PASSAGE PROVIDED>
--------

My intuition is that the top few notches are satisficing, whereas all lower ratings are varying degrees of non-satisficing. The degree to which everything tends to cluster at the top represents the degree to which everything is satisfactory for practical purposes. In situations where the majority of the rated things are not satisfactory (like the Putnam - nothing less than a correct proof is truly satisfactory), the ratings will cluster near the bottom.
For example, compare motels to hotels. Motels always have fewer stars, because motels in general are worse. Whereas, say, video games will tend to cluster at the top because video games in general are satisfactorily fun.
Or, think Humanities vs. Engineering grades. Humanities students in general satisfy the requirements to be historians and writers or liberal-arts-educated-white-collar workers more than Engineering students satisfy the requirements to be engineers.
This is what I was trying to convey when I said it might be another example of the problem.
I think it's reasonable, in many contexts, to say that achieving 75% of the highest possible score on an exam should earn you what most people think of as a C grade (that is, good enough to proceed with the next part of your education, but not good enough to be competitive).

--------

SHORT TASK>
Write the next part of the passage on why ratings cluster at the top or bottom of a scale, picking up after its final sentence.

--------

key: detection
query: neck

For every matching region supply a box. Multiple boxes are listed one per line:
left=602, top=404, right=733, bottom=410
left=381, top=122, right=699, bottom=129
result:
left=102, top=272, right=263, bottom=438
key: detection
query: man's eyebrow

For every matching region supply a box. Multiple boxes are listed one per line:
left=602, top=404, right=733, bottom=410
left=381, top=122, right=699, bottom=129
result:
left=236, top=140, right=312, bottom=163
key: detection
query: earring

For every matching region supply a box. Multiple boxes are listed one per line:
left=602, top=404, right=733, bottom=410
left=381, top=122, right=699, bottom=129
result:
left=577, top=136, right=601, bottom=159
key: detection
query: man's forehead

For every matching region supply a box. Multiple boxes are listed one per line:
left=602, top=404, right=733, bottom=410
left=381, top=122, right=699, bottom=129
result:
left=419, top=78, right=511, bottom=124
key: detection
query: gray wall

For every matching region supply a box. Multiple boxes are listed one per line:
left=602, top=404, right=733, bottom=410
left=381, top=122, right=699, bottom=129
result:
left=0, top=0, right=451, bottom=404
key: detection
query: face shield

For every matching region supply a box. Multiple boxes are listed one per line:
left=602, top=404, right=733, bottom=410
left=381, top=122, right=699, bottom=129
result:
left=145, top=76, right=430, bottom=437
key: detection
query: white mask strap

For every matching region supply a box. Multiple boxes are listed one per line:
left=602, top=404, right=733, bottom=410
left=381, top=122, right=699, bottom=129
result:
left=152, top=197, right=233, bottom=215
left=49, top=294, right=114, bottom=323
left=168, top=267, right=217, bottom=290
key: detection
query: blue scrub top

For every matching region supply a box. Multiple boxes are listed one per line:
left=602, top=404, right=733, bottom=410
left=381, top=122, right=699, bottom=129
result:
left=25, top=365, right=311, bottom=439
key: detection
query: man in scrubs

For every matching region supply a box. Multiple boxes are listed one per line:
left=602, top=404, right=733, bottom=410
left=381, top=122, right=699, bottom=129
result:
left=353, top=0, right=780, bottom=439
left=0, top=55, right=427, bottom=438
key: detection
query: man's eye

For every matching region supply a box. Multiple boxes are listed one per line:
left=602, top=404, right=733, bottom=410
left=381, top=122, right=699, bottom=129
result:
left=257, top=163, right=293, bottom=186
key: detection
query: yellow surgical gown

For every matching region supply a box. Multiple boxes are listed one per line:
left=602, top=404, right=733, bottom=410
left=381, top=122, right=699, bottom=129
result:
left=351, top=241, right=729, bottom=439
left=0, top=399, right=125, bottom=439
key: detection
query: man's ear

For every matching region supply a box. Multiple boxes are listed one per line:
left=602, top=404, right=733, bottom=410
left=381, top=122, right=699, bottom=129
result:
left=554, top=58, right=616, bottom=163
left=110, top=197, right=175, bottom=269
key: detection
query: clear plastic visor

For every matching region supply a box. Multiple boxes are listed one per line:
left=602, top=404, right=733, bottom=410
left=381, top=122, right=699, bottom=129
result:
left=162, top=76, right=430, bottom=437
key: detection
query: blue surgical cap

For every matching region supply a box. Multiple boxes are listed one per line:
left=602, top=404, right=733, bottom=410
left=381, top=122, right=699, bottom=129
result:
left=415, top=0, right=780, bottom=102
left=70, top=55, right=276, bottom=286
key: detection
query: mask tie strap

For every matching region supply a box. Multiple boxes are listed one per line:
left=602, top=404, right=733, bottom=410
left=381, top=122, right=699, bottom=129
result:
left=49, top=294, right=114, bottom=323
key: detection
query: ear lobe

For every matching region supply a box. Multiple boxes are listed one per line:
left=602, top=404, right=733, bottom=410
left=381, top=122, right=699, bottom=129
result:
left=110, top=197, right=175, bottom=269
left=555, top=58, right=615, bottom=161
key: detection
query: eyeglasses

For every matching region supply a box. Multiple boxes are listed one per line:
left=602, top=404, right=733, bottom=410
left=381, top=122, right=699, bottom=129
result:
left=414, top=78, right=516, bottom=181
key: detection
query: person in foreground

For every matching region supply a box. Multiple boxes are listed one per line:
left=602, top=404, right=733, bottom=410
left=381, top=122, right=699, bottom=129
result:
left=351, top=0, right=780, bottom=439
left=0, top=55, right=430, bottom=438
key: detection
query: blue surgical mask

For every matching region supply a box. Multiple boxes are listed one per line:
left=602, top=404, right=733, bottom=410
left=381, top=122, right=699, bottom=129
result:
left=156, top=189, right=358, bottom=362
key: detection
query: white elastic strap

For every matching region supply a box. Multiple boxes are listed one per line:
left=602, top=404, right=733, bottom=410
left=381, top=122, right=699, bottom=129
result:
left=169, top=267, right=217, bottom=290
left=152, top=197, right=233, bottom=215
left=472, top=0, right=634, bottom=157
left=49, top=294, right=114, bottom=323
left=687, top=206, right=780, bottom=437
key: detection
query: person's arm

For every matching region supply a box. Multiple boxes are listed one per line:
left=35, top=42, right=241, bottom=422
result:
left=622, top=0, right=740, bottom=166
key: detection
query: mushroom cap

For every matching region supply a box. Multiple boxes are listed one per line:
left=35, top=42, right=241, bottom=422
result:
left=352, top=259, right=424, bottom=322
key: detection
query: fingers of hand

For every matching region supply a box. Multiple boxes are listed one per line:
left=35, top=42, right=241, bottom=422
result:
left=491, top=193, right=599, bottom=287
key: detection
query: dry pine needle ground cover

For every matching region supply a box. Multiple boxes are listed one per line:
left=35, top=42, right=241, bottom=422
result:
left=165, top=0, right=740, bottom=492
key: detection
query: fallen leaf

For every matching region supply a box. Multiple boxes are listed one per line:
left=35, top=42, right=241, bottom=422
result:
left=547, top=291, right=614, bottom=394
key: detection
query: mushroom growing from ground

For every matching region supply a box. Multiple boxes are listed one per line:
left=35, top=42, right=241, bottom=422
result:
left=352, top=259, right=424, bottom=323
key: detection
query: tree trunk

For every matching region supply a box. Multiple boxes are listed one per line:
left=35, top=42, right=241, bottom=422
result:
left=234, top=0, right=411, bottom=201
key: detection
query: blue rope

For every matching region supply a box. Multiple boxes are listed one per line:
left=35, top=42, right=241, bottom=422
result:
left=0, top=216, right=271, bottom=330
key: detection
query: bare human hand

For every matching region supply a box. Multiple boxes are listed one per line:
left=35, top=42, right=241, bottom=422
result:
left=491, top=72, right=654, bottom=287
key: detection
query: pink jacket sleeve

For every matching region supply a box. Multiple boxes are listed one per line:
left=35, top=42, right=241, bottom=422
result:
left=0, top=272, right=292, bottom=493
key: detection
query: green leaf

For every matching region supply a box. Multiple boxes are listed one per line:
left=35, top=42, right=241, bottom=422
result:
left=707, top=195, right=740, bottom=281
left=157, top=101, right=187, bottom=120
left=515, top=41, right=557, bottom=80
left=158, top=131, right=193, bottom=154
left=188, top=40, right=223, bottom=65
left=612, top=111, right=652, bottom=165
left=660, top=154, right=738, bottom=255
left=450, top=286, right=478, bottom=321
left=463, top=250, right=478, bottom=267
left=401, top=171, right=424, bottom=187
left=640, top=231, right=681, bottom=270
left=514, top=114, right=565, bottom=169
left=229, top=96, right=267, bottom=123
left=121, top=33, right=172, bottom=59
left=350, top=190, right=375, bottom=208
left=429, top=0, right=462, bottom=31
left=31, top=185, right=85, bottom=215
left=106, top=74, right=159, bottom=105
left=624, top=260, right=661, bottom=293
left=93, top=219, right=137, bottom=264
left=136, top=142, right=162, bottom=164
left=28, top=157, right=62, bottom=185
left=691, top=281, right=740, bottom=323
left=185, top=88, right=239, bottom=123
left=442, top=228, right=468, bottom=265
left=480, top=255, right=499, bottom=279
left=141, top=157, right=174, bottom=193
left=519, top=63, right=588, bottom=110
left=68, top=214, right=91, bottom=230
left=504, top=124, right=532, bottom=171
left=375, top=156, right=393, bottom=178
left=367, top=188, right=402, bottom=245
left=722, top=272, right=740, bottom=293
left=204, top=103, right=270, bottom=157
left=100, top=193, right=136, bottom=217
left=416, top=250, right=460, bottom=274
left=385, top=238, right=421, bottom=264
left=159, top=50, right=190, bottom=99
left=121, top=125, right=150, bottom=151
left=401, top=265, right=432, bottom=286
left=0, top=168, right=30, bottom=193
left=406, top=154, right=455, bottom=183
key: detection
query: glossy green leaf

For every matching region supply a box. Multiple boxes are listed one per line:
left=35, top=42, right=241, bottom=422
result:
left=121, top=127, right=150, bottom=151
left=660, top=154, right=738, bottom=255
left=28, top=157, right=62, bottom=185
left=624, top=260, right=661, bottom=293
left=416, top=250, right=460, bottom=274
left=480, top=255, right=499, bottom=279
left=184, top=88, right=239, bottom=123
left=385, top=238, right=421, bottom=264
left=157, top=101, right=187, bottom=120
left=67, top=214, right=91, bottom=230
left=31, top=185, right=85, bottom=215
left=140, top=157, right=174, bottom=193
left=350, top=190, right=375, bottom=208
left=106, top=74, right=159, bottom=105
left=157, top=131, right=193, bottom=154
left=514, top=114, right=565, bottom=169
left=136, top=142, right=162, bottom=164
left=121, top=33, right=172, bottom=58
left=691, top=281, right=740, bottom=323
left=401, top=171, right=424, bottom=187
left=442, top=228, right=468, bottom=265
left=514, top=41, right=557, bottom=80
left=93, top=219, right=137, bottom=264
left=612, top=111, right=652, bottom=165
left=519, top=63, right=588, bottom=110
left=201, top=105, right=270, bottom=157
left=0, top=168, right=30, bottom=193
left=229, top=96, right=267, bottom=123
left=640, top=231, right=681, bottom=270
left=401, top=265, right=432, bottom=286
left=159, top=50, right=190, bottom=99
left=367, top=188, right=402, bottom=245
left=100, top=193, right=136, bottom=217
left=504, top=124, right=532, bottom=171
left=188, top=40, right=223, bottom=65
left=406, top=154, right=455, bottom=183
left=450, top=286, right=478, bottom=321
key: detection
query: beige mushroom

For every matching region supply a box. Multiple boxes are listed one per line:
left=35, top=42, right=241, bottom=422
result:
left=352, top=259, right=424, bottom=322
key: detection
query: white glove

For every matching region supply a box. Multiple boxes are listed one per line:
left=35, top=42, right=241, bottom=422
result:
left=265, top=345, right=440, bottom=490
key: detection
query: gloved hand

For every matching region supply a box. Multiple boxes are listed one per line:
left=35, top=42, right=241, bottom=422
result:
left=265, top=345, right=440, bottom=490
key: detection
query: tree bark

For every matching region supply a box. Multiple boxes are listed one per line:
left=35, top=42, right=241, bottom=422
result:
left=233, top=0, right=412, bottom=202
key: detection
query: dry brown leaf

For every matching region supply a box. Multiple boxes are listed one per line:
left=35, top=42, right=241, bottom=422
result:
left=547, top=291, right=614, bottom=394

--------

ANSWER FOR THE TASK>
I would say that games are different. There is not, as far as I know, a quantitative rubric for scoring a game. A 6/10 rating on a game does not indicate that the game meets 60% of the requirements for a perfect game. It really just means that it's similar in quality to other games that have received the same score, and usually a 6/10 game is pretty lousy. I found a histogram of scores on metacritic:
http://www.giantbomb.com/profile/dry_carton/blog/metacritic-score-distribution-graphs/82409/
The peak of the distributions seems to be around 80%, while I'd eyeball the median to be around 70-75%. There is a long tail of bad games. You may be right that this distribution does, in some sense, reflect the actual distribution of game quality. My complaint is that this scoring system is good at resolving bad games from truly awful games from comically terrible games, but it is bad at resolving a good game from a mediocre game.
What I think it should be is a percentile-based score, like Lumifer describes:
Then again, maybe it's difficult to discern a difference in quality between a 60th percentile game and an 80th percentile game.
Oh right, I didn't read carefully sorry.